課題 ▸
同一労働同一賃金に関する文章を2文で要約してください。

同一労働同一賃金は賃金だけに限らず、福利厚生などを含めたすべての待遇が対象となります。事業主は厚生労働省のガイドラインを踏まえて、短時間労働者・有期雇用労働者・派遣労働者に適切な待遇を与えなければなりません。
この記事では、同一労働同一賃金について詳しく解説します。
※この記事は、2025年10月15日に執筆され、同時点の法令等に基づいています。
※この記事では、法令名を次のように記載しています。
- ・パートタイム・有期雇用労働法…短時間労働者及び有期雇用労働者の雇用管理の改善等に関する法律
- ・労働者派遣法…労働者派遣事業の適正な運営の確保及び派遣労働者の保護等に関する法律
目次
同一労働同一賃金とは
「同一労働同一賃金」とは、正社員とそれ以外の労働者の間の不合理な待遇差を禁止するというルールです。短時間労働者・有期雇用労働者・派遣労働者に適用されます。

コレクションから抜粋した資料
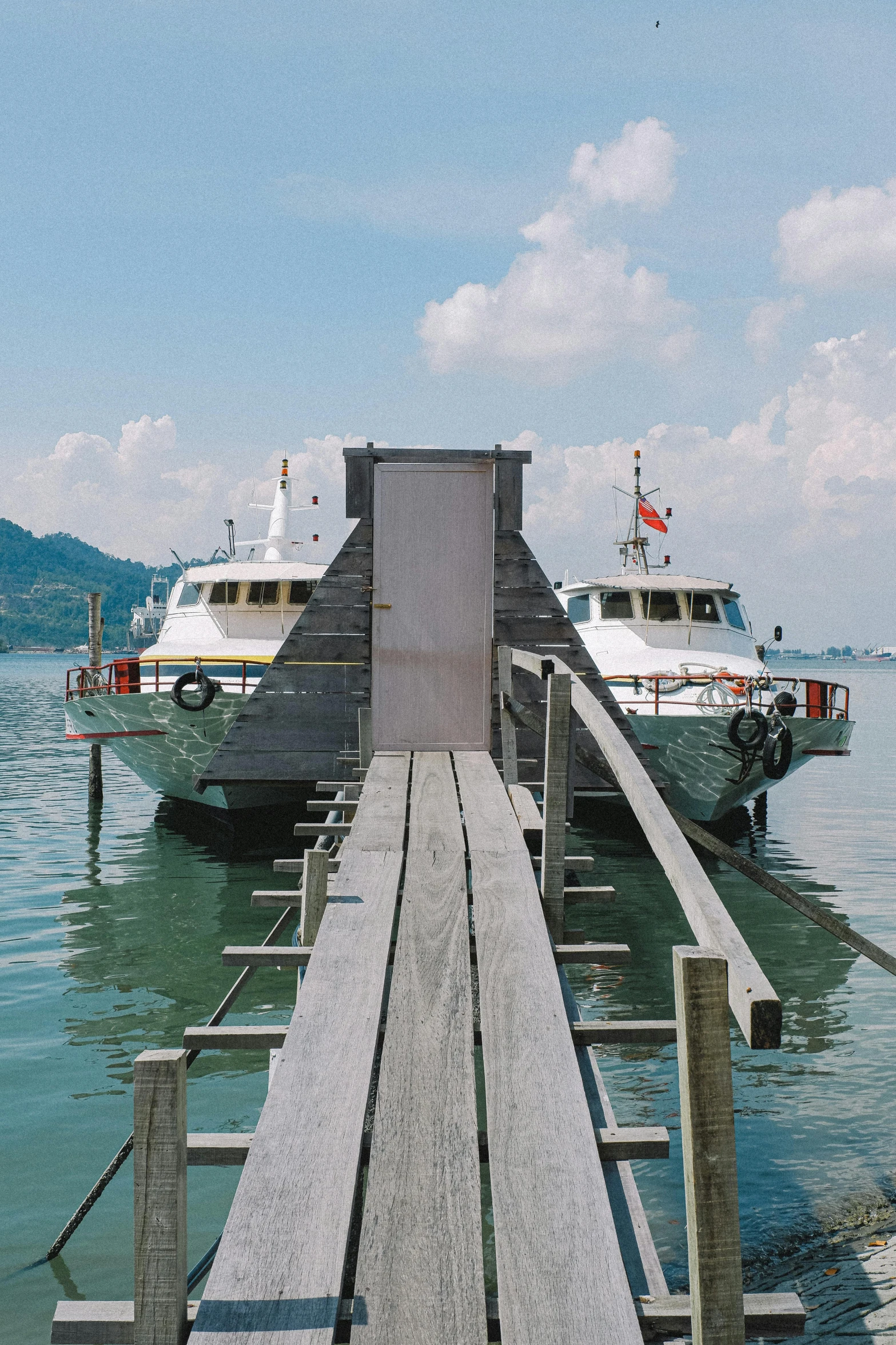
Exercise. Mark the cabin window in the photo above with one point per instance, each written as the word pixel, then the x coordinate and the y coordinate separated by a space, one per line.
pixel 264 593
pixel 616 607
pixel 660 604
pixel 732 612
pixel 300 591
pixel 189 596
pixel 225 592
pixel 704 607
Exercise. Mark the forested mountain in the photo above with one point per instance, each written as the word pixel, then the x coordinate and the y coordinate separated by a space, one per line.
pixel 45 581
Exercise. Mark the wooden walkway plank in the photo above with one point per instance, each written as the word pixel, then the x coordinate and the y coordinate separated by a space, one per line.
pixel 420 1273
pixel 560 1273
pixel 278 1273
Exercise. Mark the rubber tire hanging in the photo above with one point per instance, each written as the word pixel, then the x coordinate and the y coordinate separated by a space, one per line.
pixel 759 736
pixel 206 687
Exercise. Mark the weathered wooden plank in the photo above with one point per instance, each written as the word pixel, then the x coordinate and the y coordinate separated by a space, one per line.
pixel 527 810
pixel 708 1146
pixel 508 728
pixel 160 1197
pixel 254 1037
pixel 750 993
pixel 112 1323
pixel 508 494
pixel 560 1274
pixel 608 954
pixel 217 1150
pixel 314 882
pixel 556 767
pixel 768 1316
pixel 622 1032
pixel 278 1273
pixel 321 829
pixel 633 1231
pixel 420 1267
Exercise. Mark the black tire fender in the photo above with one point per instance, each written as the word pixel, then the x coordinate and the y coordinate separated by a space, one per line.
pixel 755 717
pixel 775 768
pixel 206 687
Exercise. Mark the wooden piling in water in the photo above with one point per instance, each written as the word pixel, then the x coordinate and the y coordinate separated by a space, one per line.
pixel 708 1146
pixel 94 646
pixel 160 1197
pixel 556 772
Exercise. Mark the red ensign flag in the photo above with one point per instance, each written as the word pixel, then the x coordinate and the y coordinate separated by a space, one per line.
pixel 651 517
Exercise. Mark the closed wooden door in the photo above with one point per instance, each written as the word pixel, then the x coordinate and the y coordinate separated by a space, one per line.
pixel 432 630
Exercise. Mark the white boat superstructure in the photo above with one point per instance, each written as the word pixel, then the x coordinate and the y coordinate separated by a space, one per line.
pixel 680 656
pixel 166 712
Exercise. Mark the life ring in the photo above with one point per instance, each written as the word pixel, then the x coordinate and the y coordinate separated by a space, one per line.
pixel 758 737
pixel 207 691
pixel 775 768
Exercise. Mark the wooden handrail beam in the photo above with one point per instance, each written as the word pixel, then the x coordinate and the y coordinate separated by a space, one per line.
pixel 750 993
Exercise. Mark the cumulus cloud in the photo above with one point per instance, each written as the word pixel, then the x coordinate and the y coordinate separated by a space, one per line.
pixel 566 305
pixel 764 322
pixel 841 241
pixel 636 170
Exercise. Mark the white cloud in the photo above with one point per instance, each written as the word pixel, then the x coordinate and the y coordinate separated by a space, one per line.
pixel 636 170
pixel 841 241
pixel 566 305
pixel 763 324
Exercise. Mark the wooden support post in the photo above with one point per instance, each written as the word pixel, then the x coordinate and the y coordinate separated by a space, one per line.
pixel 556 765
pixel 708 1146
pixel 94 646
pixel 160 1197
pixel 364 737
pixel 508 727
pixel 313 894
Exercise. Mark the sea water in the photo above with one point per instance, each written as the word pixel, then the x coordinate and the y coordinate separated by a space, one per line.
pixel 113 919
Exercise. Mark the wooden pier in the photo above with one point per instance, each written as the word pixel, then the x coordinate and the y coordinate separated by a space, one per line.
pixel 436 1068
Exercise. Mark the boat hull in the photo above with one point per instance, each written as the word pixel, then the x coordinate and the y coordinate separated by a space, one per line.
pixel 164 745
pixel 695 756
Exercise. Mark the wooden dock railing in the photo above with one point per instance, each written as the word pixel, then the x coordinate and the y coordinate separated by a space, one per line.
pixel 376 1071
pixel 750 993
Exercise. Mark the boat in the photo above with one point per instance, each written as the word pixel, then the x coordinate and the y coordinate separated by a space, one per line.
pixel 147 618
pixel 166 711
pixel 680 657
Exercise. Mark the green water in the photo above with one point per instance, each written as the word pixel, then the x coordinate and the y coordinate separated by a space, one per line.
pixel 113 922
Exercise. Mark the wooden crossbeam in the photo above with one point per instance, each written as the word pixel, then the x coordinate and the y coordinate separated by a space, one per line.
pixel 572 896
pixel 257 955
pixel 771 1316
pixel 253 1037
pixel 608 954
pixel 574 863
pixel 217 1150
pixel 597 1033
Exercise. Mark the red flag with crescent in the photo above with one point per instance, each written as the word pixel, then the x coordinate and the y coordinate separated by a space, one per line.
pixel 651 517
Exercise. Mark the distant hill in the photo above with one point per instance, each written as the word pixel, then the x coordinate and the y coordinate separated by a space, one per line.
pixel 45 581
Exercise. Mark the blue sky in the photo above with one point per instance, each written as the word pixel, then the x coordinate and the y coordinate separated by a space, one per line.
pixel 230 219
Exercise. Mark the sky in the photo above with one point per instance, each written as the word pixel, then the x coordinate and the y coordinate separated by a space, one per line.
pixel 232 233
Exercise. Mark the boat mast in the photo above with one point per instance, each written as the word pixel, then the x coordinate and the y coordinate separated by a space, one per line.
pixel 635 539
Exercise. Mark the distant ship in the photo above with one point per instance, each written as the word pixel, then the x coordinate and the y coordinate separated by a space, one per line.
pixel 680 657
pixel 166 712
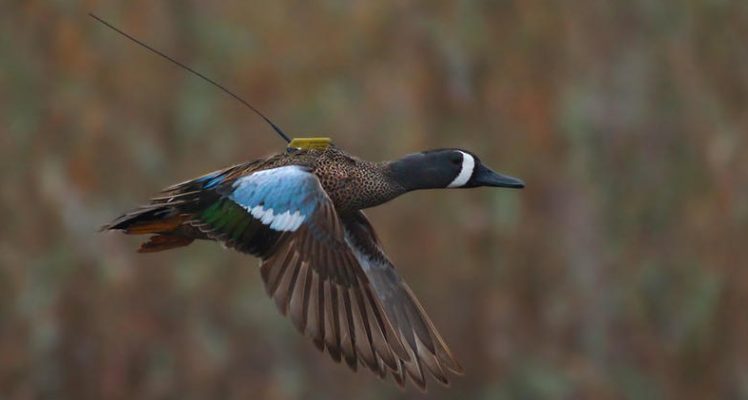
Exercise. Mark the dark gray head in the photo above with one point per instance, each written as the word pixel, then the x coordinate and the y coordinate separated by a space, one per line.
pixel 447 168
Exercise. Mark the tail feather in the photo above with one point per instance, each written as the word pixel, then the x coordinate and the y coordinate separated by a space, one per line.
pixel 164 242
pixel 164 222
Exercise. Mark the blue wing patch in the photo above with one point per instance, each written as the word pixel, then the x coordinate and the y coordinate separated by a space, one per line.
pixel 282 198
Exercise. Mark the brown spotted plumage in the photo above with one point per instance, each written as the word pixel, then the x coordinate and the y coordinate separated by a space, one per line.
pixel 300 213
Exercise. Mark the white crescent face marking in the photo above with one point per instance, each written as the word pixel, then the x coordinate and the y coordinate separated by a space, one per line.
pixel 468 164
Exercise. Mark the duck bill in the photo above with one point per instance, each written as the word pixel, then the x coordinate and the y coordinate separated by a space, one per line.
pixel 485 177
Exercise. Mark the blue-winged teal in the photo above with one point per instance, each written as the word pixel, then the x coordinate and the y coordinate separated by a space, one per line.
pixel 300 213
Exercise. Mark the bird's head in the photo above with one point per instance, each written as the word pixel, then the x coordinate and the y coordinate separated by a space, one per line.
pixel 447 168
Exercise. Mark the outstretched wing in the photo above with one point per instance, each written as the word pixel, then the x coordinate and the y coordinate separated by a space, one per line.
pixel 337 286
pixel 253 213
pixel 327 273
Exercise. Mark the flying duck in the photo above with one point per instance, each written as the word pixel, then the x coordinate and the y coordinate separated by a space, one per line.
pixel 300 213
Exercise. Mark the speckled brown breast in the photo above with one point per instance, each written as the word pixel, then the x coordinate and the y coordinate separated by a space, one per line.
pixel 352 184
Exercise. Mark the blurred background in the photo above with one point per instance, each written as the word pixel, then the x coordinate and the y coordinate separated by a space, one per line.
pixel 620 272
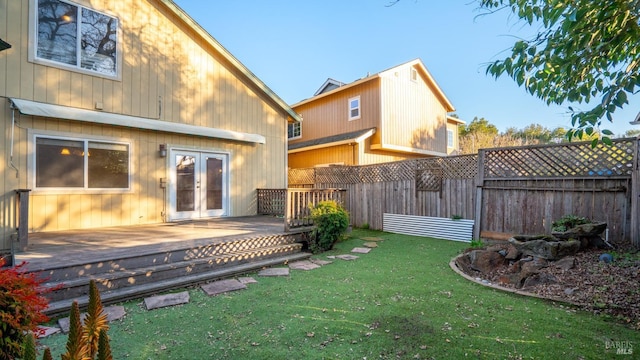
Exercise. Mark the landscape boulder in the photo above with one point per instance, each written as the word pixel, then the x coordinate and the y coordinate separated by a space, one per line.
pixel 546 247
pixel 485 261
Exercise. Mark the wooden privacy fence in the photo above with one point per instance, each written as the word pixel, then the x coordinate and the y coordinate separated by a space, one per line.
pixel 295 204
pixel 518 190
pixel 435 187
pixel 523 190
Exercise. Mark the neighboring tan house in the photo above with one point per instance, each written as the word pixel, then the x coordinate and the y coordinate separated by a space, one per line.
pixel 128 112
pixel 397 114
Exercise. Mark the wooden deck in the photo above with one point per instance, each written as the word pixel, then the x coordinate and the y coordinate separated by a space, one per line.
pixel 61 248
pixel 132 261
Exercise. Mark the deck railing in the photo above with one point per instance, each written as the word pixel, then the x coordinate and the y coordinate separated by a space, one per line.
pixel 295 204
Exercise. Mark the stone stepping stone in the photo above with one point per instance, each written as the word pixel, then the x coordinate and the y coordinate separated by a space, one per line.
pixel 303 265
pixel 372 238
pixel 223 286
pixel 113 313
pixel 321 262
pixel 248 280
pixel 347 257
pixel 160 301
pixel 274 272
pixel 44 331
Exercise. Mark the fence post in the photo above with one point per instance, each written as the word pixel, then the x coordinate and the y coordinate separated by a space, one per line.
pixel 22 198
pixel 479 185
pixel 635 197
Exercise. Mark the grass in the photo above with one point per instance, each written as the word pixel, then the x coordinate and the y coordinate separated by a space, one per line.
pixel 400 301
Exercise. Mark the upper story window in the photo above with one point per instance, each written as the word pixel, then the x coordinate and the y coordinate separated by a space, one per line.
pixel 354 108
pixel 80 164
pixel 76 37
pixel 450 138
pixel 294 130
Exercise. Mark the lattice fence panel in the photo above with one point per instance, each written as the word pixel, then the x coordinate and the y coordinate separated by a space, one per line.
pixel 392 171
pixel 428 175
pixel 566 160
pixel 302 176
pixel 336 175
pixel 459 167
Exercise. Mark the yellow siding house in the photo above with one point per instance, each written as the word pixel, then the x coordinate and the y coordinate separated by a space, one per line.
pixel 128 112
pixel 397 114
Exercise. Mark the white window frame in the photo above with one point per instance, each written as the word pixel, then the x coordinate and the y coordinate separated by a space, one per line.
pixel 33 44
pixel 34 134
pixel 297 124
pixel 450 139
pixel 351 109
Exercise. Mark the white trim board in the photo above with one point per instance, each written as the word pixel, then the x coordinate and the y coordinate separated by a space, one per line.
pixel 435 227
pixel 28 107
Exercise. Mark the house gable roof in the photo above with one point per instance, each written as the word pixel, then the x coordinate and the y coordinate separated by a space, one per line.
pixel 175 9
pixel 335 140
pixel 417 64
pixel 329 85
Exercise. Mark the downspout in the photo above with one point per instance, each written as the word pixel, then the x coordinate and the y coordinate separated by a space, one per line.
pixel 13 125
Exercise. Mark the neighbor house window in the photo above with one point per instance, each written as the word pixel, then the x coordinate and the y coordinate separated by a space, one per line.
pixel 294 130
pixel 80 164
pixel 354 108
pixel 73 36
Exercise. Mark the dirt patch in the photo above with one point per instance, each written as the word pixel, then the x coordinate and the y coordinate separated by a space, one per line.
pixel 593 285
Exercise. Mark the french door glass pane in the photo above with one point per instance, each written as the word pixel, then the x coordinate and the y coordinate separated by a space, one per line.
pixel 214 184
pixel 185 182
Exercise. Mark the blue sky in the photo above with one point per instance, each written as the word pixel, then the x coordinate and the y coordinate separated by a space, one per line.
pixel 293 46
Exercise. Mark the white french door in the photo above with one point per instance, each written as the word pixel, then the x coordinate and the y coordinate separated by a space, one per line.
pixel 198 185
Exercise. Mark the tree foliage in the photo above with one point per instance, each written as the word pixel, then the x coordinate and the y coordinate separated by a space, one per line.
pixel 481 134
pixel 584 50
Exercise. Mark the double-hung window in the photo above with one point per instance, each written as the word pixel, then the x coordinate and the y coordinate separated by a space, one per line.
pixel 354 108
pixel 72 36
pixel 81 164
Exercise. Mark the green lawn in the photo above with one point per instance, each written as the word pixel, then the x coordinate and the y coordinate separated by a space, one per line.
pixel 400 301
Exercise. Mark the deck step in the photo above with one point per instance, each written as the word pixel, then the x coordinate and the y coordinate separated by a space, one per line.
pixel 127 273
pixel 153 255
pixel 133 292
pixel 131 277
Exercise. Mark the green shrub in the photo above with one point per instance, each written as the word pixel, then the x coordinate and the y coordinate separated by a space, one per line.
pixel 477 243
pixel 331 220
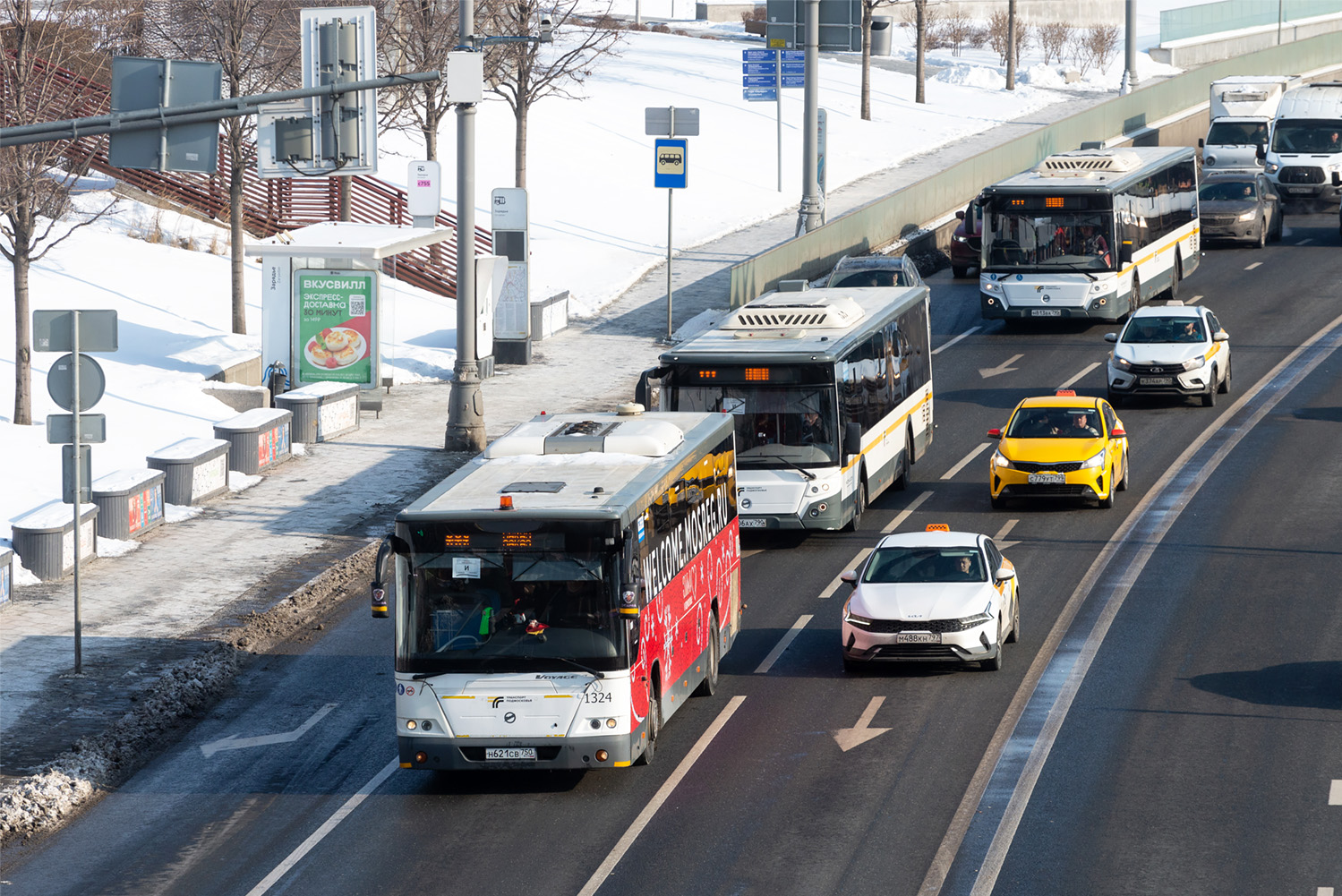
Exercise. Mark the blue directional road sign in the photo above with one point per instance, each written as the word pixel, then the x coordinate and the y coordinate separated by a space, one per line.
pixel 669 163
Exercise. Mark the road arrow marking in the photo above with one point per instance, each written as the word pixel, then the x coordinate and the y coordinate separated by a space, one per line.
pixel 234 742
pixel 860 734
pixel 1002 368
pixel 1002 533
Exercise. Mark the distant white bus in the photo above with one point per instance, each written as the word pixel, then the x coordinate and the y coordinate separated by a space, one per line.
pixel 1090 234
pixel 830 390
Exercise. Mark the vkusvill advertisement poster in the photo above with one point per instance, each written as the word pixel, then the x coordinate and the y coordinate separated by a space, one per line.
pixel 336 336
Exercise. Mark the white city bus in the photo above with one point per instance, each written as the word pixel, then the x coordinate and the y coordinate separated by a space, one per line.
pixel 561 594
pixel 830 390
pixel 1090 234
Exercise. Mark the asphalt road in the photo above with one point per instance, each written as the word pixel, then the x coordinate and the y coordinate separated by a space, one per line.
pixel 1175 686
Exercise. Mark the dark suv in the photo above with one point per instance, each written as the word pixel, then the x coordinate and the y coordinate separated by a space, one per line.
pixel 967 242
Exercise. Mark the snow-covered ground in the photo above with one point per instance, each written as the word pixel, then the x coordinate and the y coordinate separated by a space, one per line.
pixel 597 224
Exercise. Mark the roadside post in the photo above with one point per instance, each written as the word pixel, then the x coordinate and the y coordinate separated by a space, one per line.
pixel 75 382
pixel 764 74
pixel 670 166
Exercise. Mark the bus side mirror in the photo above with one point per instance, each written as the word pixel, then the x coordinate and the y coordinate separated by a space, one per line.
pixel 852 439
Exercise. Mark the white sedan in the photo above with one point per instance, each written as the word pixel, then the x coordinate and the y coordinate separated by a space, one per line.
pixel 932 597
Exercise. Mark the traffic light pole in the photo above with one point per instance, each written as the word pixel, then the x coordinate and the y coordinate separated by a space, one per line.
pixel 465 401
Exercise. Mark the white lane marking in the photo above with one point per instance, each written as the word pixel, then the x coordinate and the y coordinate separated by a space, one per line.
pixel 964 463
pixel 329 825
pixel 836 583
pixel 784 643
pixel 1002 368
pixel 1067 384
pixel 860 734
pixel 945 345
pixel 1002 533
pixel 234 742
pixel 906 513
pixel 989 866
pixel 663 793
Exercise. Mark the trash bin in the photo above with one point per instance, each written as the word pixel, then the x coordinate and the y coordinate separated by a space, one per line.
pixel 882 35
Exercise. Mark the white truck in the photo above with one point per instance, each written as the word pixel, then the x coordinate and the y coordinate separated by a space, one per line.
pixel 1304 155
pixel 1242 113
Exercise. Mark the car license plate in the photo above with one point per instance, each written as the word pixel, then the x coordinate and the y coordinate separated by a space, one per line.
pixel 510 753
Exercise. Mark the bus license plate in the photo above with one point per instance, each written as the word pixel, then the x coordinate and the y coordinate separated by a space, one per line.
pixel 510 753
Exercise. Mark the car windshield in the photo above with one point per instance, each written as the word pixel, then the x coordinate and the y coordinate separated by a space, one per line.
pixel 1164 330
pixel 1055 422
pixel 908 565
pixel 1227 191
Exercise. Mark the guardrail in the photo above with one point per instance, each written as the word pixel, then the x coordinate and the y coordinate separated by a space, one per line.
pixel 270 204
pixel 885 220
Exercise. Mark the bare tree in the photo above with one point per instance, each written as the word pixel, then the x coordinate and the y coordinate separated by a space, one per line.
pixel 257 42
pixel 1052 39
pixel 35 45
pixel 525 73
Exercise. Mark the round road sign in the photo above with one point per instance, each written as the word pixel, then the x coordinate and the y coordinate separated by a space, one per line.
pixel 61 381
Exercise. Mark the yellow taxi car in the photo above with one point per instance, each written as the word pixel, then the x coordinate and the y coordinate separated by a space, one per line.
pixel 1060 446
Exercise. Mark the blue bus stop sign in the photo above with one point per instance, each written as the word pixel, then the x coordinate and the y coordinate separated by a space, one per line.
pixel 669 163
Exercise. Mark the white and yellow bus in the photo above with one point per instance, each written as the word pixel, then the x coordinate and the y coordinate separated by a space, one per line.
pixel 830 392
pixel 1090 234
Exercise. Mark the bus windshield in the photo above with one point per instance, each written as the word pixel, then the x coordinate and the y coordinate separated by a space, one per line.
pixel 541 600
pixel 1307 136
pixel 1048 242
pixel 776 425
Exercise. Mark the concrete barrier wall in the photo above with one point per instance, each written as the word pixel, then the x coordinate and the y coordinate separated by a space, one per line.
pixel 1149 115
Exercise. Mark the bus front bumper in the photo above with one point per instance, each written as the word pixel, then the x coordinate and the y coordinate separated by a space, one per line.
pixel 459 754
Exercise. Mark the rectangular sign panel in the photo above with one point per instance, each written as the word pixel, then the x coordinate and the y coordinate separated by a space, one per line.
pixel 760 94
pixel 336 338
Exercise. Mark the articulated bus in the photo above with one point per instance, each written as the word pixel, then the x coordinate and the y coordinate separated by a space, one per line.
pixel 561 594
pixel 1090 234
pixel 830 392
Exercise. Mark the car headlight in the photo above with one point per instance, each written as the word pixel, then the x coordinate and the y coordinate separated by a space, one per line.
pixel 1091 463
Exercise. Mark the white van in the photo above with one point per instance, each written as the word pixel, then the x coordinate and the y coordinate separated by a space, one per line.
pixel 1304 158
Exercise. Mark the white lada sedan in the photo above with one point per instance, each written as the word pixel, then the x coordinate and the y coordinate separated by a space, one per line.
pixel 932 597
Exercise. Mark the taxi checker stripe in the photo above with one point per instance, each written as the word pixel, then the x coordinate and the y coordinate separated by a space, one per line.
pixel 976 844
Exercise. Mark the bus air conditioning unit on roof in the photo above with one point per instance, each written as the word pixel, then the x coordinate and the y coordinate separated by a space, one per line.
pixel 1087 161
pixel 790 318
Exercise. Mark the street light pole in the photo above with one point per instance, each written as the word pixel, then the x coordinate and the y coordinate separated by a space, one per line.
pixel 465 403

回答 ▸
同一労働同一賃金とは、正社員とそれ以外の労働者との間の不合理な待遇差を禁止するルールであり、短時間労働者・有期雇用労働者・派遣労働者に適用されます。対象は賃金に限らず福利厚生などを含むすべての待遇であり、事業主は厚生労働省のガイドラインを踏まえて、これらの労働者に適切な待遇を与えなければなりません。